## Selected excerpt

*** Block opens ***

Can the hcg diet cause blood clots?

When exploring the risk of the blood clots with the hCG diet we have to take into account many factors including, what hCG is FDA approved for, the dosing used in weight loss, dietary influences and predisposing health conditions. The answer as always is not a simple yes or no but requires more context to understand the actual risk vs. what may exist in theory.

The first and simplest issue, is that dehydration due to any cause makes the blood more viscous and therefore more likely to clot. The hCG diet, due to its ketogenic nature can commonly cause dehydration especially in the first few weeks. For patients not following the recommended fluid intake and also not taking electrolyte supplements, who are also restricting their sodium intake they can get dehydrated very quickly resulting in an increase risk for clots. This is unrelated to the hCG hormone, and entirely part of the metabolic changes associated with the ketogenic aspect of this diet. The same would apply to any ketogenic or low carb diet like Paleo, Atkins etc. This risk exists, but is not above nor beyond the same risk of dehydration related blood clots as any low carb diet.

The next potential risk would effect only women and is due to the hCG’s effect on the ovaries which is to increase progesterone primarily and estrogen secondarily. Here the context is important as it relates to the dosing. So, yes, hCG does increase progesterone and estrogen slightly at the weight loss dosing, but the increase is very low and unlikely enough to change the risk of clotting due to excess estrogen. Progesterone itself does not increase clotting risk and this is the hormone which is primarily stimulated. Estrogen does but is not increase much with hCG. This doesn’t create an obvious concern as its well below levels that would come from more common medications like oral birth control or hormone replacement therapies.

For further context, consider the pregnancy levels of hCG reaching 100’000 units vs. the weight loss range of 125-200 units. So while clotting risk goes up during pregnancy, the levels of hormone required to do so are significantly greater than what is used for weight management and are also maintained for much longer. hCG also has FDA approval for fertility treatments at significantly higher doses than are used for weight loss (almost 3 months of weight loss dosing in a single injection is about what is used in fertility). The approval at these high doses for fertility should add context to the relative risk at minute doses used in weight management.

*** Block closes ***

## Entries supplied
*** Block opens ***

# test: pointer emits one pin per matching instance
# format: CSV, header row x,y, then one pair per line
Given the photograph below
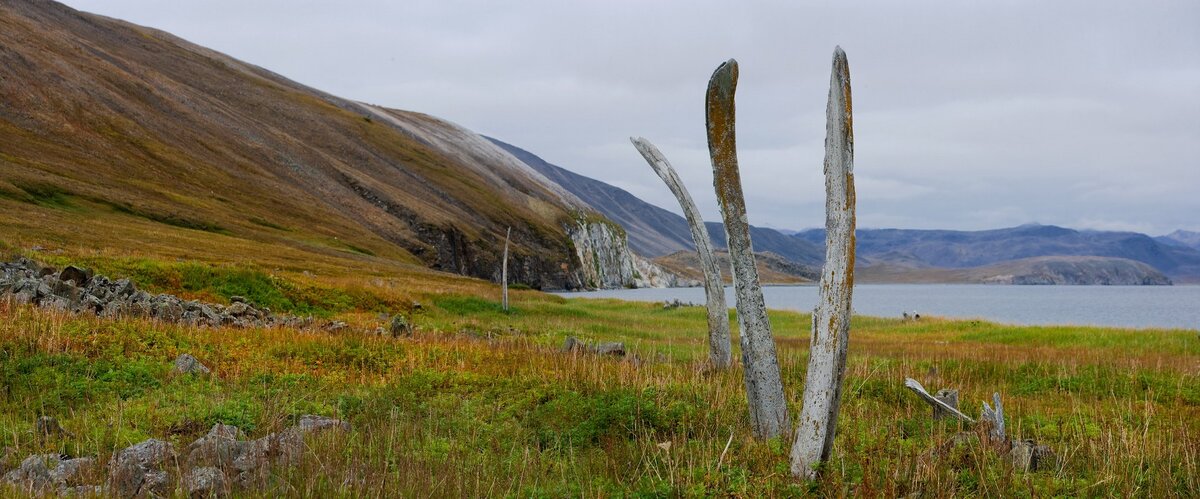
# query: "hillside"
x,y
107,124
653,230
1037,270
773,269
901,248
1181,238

*** Block closes ***
*** Block opens ***

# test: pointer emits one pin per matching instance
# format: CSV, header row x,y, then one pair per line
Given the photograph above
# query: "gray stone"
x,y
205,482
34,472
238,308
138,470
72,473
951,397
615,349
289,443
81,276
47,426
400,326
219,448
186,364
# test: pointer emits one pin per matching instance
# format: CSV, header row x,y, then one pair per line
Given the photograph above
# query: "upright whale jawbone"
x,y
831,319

*** Block closes ***
*** Block opens ***

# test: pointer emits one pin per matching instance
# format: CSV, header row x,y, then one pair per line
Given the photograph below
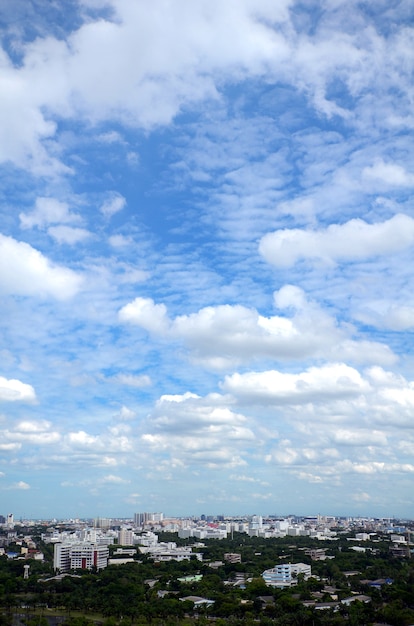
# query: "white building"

*** Block closes ***

## Tasks
[1] What dose range of hCG does the article on the hCG diet and blood clots give for weight loss?
[2] Transcribe the article on the hCG diet and blood clots from "When exploring the" to "exist in theory.", keeping every word unchanged.

## Answers
[1] 125-200 units.

[2]
When exploring the risk of the blood clots with the hCG diet we have to take into account many factors including, what hCG is FDA approved for, the dosing used in weight loss, dietary influences and predisposing health conditions. The answer as always is not a simple yes or no but requires more context to understand the actual risk vs. what may exist in theory.